Tugas:
Tulis ulang semua baris dalam butir di bawah ini, termasuk permintaannya. Geser setiap angka di bagian jawaban, yaitu nilai viewBox dan koordinat titik, dengan menambahkan -49.

Butir:

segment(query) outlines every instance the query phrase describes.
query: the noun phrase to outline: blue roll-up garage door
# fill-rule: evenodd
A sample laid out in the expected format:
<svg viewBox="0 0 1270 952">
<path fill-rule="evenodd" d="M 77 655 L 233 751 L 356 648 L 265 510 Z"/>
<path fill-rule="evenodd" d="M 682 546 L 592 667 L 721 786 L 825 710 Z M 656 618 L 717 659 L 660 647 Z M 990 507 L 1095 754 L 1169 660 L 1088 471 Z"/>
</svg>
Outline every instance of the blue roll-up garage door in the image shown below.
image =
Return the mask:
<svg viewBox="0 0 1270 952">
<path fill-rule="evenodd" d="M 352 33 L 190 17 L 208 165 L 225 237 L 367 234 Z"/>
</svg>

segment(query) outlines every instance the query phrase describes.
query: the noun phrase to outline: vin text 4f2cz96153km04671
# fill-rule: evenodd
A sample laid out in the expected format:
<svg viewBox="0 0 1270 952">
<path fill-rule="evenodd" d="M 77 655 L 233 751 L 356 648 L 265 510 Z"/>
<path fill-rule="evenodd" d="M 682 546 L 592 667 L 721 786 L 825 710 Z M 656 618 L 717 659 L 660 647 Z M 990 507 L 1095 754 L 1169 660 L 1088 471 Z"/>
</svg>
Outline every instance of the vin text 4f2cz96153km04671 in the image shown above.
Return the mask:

Hasil Tugas:
segment(query) outlines every instance the query phrase describes.
query: the noun phrase to outline: blue roll-up garage door
# fill-rule: evenodd
A sample laid out in the expected format:
<svg viewBox="0 0 1270 952">
<path fill-rule="evenodd" d="M 77 655 L 233 751 L 356 648 L 265 510 Z"/>
<path fill-rule="evenodd" d="M 682 546 L 592 667 L 721 786 L 825 710 Z M 656 618 L 717 659 L 660 647 Z M 990 507 L 1095 754 L 1169 660 L 1088 471 Z"/>
</svg>
Outline every instance of the blue roll-up garage door in the image shown below.
image =
Return the mask:
<svg viewBox="-49 -49 1221 903">
<path fill-rule="evenodd" d="M 303 -16 L 141 -32 L 159 116 L 176 188 L 318 185 Z"/>
</svg>

segment(query) outlines every instance the query phrase describes.
query: the noun phrase to outline: vin text 4f2cz96153km04671
# fill-rule: evenodd
A sample laid out in the expected format:
<svg viewBox="0 0 1270 952">
<path fill-rule="evenodd" d="M 77 655 L 233 751 L 356 648 L 265 510 Z"/>
<path fill-rule="evenodd" d="M 682 546 L 592 667 L 721 786 L 825 710 Z M 656 618 L 717 659 L 660 647 Z M 990 507 L 1095 754 L 1169 660 L 1088 471 Z"/>
</svg>
Outline every instance of the vin text 4f2cz96153km04671 in the image shown above.
Return the mask:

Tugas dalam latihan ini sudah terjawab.